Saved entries
----------------------------------------

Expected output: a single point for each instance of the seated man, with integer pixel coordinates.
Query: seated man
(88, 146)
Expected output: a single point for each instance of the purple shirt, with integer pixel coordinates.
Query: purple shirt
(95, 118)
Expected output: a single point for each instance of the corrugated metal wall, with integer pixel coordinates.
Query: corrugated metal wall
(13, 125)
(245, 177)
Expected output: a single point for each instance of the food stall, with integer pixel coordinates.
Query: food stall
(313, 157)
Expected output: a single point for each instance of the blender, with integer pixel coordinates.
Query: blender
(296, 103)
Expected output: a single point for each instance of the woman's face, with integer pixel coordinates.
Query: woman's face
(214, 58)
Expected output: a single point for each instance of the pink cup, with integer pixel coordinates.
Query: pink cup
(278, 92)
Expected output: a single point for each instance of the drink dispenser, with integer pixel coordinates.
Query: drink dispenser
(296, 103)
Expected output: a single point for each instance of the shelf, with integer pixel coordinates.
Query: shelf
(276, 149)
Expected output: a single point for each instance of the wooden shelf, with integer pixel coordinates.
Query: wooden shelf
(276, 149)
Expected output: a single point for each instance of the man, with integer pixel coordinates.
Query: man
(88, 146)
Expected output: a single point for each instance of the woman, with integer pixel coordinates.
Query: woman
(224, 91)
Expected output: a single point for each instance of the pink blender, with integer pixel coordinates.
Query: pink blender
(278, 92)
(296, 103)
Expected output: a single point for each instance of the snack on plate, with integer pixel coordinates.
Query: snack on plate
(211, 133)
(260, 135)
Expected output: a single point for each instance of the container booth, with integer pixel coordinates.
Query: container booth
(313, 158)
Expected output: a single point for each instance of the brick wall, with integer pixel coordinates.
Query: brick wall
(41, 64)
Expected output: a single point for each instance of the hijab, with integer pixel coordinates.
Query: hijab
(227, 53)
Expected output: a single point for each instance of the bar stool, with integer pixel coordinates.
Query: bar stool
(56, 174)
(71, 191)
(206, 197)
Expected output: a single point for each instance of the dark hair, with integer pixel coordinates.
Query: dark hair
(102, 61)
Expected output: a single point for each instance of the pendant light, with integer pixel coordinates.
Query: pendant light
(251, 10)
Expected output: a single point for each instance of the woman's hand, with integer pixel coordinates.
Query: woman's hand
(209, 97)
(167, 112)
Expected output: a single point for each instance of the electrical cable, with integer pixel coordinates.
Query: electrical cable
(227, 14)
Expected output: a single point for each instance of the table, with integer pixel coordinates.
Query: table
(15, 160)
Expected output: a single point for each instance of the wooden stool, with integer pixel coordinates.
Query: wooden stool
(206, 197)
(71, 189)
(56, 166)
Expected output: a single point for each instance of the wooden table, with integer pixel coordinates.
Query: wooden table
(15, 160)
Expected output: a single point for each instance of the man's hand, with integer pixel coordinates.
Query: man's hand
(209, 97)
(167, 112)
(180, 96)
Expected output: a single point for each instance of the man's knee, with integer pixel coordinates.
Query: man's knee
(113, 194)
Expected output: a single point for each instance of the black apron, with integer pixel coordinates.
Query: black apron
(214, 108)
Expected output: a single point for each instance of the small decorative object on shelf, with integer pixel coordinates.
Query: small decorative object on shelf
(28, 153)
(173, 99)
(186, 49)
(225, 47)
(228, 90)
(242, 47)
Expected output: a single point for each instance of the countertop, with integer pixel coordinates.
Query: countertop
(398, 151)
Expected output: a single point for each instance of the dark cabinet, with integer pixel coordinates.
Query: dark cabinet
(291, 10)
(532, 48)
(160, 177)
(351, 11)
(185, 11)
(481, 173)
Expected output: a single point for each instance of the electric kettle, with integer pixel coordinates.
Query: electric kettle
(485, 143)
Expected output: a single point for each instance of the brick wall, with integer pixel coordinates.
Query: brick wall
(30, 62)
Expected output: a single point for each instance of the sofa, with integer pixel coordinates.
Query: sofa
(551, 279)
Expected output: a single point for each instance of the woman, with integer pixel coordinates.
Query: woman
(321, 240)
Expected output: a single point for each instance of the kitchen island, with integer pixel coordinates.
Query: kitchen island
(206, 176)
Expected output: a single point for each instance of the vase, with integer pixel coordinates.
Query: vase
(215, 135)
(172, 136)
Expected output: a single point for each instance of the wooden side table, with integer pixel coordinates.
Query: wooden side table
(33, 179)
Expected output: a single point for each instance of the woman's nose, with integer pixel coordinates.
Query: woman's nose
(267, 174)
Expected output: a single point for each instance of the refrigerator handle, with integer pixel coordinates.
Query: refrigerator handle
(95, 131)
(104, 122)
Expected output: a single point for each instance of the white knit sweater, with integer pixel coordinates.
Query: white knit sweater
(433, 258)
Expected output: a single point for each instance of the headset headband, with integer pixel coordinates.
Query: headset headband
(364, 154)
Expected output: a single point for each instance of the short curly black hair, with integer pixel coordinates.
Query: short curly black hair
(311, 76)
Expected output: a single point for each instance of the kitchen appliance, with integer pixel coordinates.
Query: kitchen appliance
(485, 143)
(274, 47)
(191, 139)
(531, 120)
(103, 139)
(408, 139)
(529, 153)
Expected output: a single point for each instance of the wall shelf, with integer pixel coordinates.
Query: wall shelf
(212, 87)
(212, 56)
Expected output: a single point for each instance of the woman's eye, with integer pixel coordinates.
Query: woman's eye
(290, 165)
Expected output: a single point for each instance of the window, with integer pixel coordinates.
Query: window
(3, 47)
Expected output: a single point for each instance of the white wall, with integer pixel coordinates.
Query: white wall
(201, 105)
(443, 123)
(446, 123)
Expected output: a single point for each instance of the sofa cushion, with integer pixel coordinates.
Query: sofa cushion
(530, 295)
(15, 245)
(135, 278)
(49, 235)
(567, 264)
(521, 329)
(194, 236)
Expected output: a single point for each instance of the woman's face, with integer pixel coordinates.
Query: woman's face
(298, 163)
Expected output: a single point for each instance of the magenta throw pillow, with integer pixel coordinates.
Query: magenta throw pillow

----------------------------------------

WORK ORDER
Search the data above for the word "pillow" and count the lines where it appears. Only the number should be given.

OUTPUT BELOW
2